• **EXERCISE MATERIALS**:
|---|

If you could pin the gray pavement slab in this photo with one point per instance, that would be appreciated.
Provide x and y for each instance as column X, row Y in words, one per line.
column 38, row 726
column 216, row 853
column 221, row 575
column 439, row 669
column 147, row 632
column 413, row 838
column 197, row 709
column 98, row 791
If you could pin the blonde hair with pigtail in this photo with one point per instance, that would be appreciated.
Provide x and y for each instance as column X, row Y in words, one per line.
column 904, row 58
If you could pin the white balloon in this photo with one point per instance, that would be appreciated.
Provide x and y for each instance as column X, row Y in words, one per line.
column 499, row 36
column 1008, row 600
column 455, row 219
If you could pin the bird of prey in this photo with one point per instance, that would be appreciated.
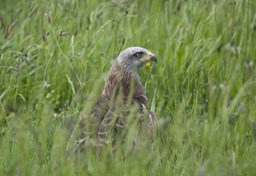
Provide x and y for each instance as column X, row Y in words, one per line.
column 122, row 103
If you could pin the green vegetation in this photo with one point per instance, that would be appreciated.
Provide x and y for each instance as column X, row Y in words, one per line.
column 55, row 56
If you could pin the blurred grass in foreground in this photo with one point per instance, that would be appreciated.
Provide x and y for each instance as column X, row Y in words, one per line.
column 54, row 57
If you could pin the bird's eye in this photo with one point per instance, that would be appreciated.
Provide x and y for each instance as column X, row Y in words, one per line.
column 138, row 54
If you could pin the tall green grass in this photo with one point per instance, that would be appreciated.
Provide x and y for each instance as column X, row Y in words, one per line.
column 55, row 56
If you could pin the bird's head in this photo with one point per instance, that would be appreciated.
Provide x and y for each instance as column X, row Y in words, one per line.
column 135, row 57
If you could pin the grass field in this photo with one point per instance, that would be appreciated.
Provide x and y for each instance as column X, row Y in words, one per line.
column 54, row 56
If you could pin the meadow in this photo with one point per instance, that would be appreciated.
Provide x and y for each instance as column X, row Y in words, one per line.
column 54, row 57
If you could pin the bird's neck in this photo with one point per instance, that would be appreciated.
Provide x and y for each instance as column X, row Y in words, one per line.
column 126, row 83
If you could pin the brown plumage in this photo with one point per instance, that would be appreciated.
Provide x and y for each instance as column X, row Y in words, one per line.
column 122, row 104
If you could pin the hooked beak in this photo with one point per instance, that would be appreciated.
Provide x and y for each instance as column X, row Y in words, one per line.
column 149, row 57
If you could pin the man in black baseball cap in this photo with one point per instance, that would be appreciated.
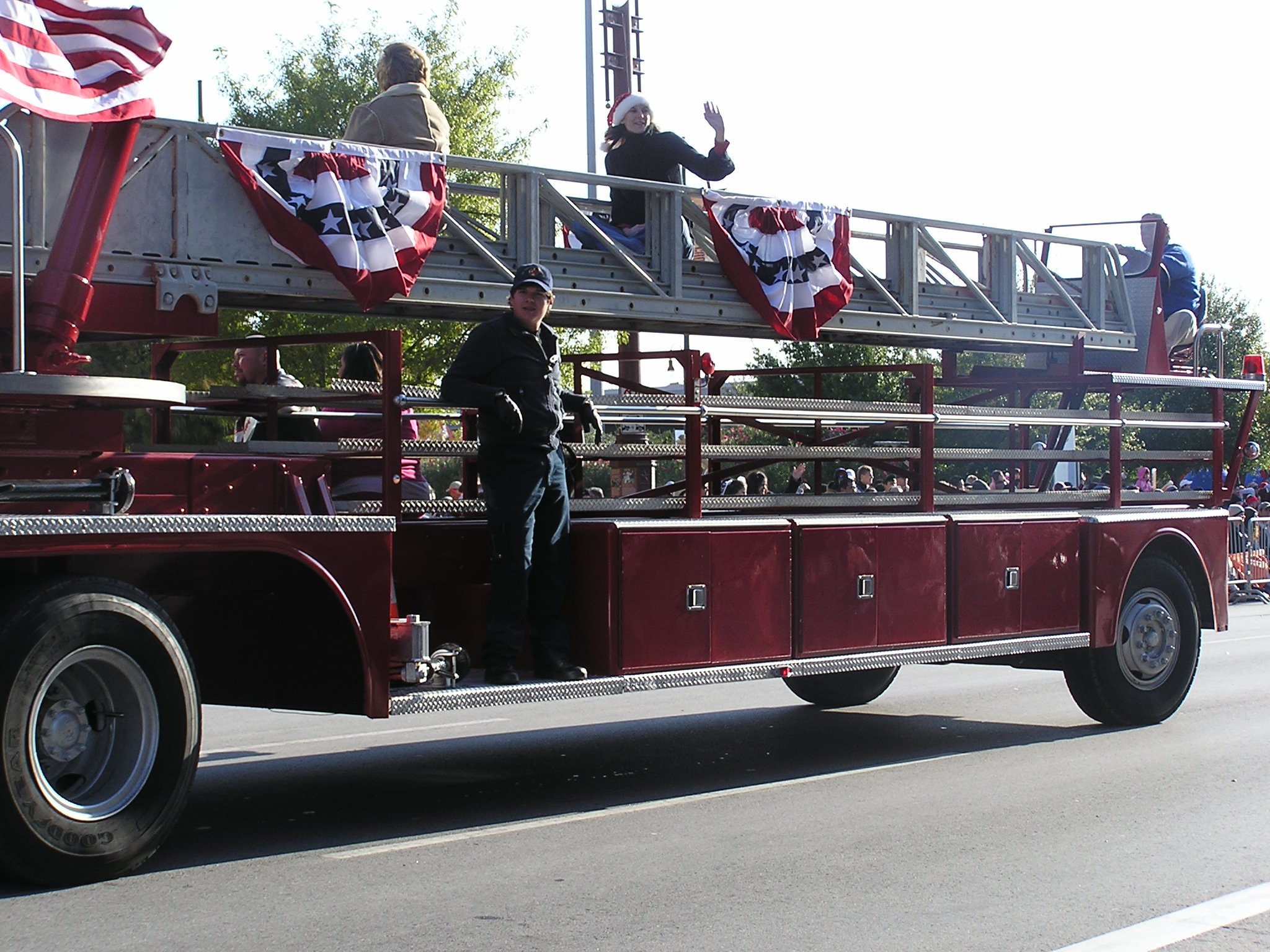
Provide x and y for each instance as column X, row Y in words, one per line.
column 510, row 368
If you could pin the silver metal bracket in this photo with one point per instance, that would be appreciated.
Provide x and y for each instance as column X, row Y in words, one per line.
column 177, row 281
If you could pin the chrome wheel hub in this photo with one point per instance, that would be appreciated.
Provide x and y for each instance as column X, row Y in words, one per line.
column 64, row 731
column 93, row 733
column 1150, row 639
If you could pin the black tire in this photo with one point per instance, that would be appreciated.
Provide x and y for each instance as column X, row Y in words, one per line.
column 99, row 725
column 842, row 689
column 1147, row 674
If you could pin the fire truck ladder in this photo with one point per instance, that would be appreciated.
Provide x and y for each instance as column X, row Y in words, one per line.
column 184, row 236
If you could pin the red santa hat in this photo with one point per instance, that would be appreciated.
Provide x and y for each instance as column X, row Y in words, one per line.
column 624, row 104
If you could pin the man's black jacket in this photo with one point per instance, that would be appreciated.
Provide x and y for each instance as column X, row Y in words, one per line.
column 502, row 357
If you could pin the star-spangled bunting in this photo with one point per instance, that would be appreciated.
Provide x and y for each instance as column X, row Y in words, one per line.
column 790, row 260
column 78, row 61
column 366, row 214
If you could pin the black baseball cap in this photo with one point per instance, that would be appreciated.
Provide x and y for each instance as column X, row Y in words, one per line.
column 533, row 275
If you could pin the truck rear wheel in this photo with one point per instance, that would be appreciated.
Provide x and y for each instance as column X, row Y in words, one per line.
column 99, row 725
column 1147, row 674
column 842, row 689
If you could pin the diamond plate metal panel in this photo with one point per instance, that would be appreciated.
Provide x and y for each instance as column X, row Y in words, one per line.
column 407, row 702
column 187, row 524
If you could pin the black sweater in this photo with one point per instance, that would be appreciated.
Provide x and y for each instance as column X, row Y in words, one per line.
column 502, row 357
column 658, row 156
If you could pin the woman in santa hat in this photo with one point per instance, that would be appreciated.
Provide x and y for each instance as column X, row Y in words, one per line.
column 637, row 149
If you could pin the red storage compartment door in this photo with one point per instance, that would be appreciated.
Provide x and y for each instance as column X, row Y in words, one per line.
column 1050, row 576
column 988, row 579
column 658, row 630
column 912, row 586
column 833, row 619
column 750, row 596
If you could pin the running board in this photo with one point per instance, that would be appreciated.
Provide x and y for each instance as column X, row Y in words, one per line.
column 458, row 699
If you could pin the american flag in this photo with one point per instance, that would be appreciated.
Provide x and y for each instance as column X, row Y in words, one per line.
column 790, row 260
column 368, row 215
column 78, row 61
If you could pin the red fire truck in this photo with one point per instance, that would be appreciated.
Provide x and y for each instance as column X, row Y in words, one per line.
column 144, row 579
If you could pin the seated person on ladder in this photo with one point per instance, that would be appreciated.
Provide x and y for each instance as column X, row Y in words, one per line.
column 1181, row 298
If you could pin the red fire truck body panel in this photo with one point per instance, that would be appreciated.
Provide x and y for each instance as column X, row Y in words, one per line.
column 255, row 599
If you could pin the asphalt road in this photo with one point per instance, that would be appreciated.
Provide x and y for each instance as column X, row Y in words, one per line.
column 969, row 808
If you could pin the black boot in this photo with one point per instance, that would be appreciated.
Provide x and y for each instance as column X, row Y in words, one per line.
column 556, row 666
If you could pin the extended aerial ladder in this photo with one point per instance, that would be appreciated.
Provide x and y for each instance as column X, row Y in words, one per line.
column 184, row 242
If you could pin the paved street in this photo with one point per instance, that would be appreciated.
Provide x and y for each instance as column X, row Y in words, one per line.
column 969, row 808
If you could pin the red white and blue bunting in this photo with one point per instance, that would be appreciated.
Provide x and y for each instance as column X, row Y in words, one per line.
column 790, row 260
column 368, row 215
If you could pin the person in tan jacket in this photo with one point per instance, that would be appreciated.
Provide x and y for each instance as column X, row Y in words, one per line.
column 404, row 115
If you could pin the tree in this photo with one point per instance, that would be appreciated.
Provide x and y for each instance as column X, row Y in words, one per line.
column 313, row 86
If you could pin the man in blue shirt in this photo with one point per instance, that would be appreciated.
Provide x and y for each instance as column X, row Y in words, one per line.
column 1180, row 295
column 1179, row 283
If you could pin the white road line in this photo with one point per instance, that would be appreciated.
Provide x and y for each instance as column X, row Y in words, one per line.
column 435, row 839
column 1227, row 641
column 1183, row 924
column 357, row 736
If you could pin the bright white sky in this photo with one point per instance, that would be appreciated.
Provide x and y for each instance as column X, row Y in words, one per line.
column 1006, row 113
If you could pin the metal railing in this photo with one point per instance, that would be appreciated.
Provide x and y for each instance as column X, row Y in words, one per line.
column 1248, row 566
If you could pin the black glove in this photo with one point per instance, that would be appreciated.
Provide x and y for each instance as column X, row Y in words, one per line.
column 590, row 418
column 508, row 413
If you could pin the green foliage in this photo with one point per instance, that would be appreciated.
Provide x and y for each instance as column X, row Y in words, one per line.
column 841, row 386
column 311, row 88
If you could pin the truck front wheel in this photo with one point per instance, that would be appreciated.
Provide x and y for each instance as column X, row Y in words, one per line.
column 842, row 689
column 99, row 729
column 1147, row 674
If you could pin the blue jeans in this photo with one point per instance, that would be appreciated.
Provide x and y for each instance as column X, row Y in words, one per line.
column 527, row 507
column 631, row 243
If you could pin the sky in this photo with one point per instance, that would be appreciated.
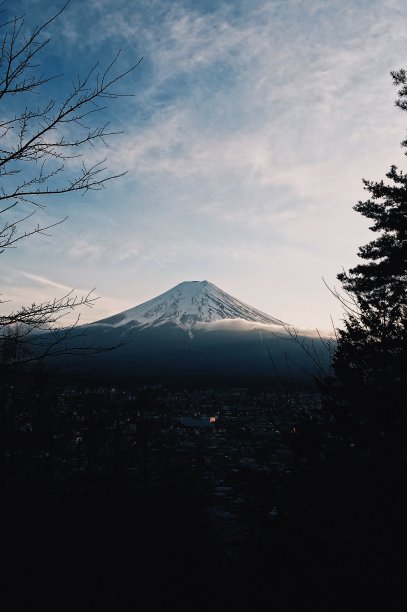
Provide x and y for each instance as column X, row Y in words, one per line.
column 249, row 128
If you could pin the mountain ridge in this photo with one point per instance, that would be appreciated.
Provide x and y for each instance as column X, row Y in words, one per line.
column 186, row 304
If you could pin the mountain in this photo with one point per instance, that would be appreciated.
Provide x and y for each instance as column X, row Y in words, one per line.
column 195, row 334
column 185, row 305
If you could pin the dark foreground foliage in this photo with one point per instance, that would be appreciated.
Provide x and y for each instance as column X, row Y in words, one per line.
column 110, row 505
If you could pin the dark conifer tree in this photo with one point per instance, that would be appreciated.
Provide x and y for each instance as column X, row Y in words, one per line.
column 371, row 359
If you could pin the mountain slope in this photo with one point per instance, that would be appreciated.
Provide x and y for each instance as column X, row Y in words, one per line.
column 185, row 305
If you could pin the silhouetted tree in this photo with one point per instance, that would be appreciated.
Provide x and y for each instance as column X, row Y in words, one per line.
column 370, row 360
column 38, row 134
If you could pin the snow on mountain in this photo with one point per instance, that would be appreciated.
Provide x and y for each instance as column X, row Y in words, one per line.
column 189, row 303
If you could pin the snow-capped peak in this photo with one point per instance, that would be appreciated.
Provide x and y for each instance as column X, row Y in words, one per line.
column 188, row 303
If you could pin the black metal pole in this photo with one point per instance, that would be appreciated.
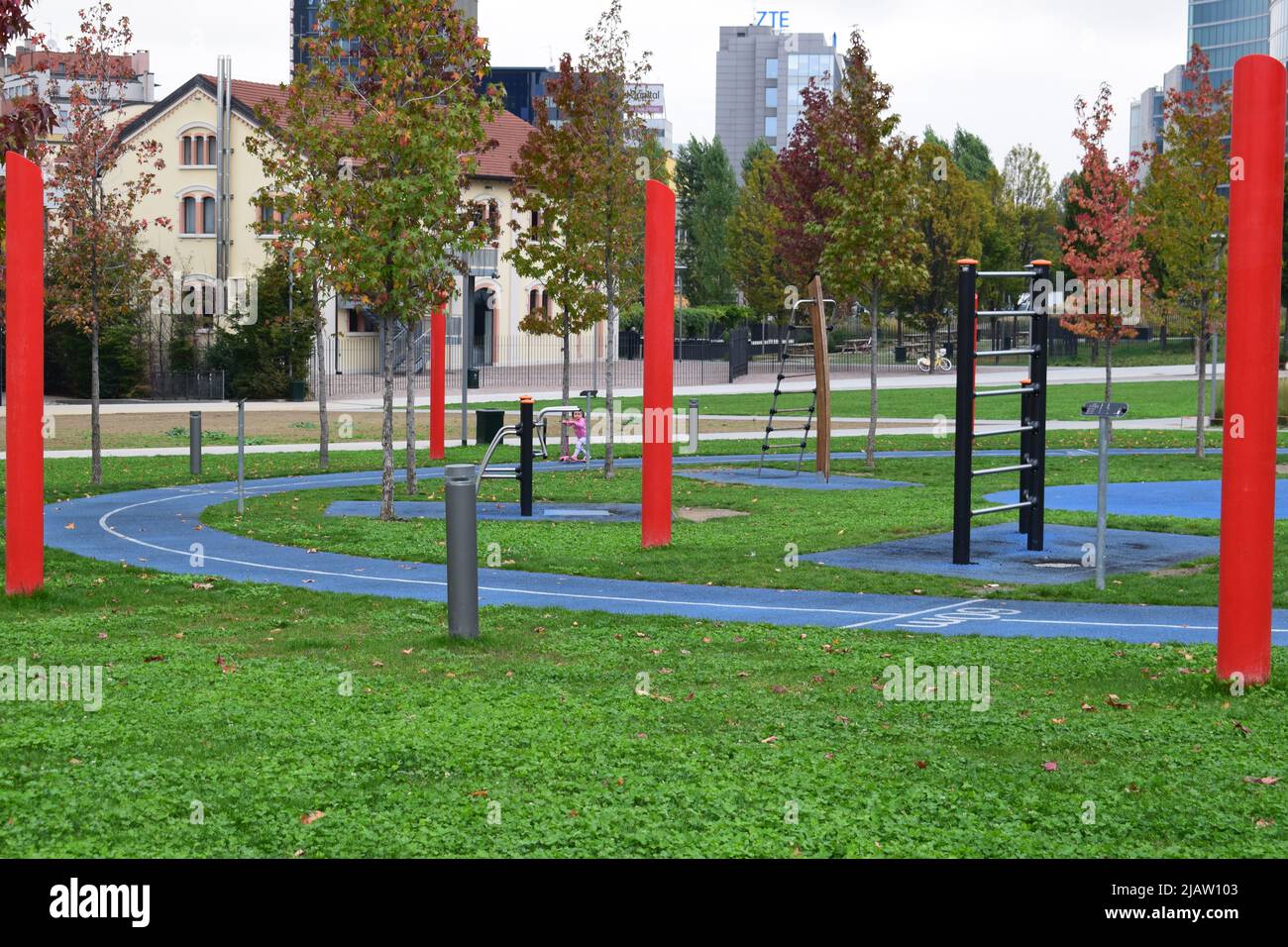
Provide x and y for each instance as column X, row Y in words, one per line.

|---|

• **SHORT PROBLEM**:
Reproduce verbatim the part of the entries that begins with the line containing "If you could pin the woman" and ends with the line containing "column 637, row 149", both lines included.

• **COMPLETE OUTPUT**:
If you could pin the woman in santa hat in this photo with one point per instance, that would be appreciated.
Provide x and y for each instance as column X, row Y in words, one per line.
column 637, row 149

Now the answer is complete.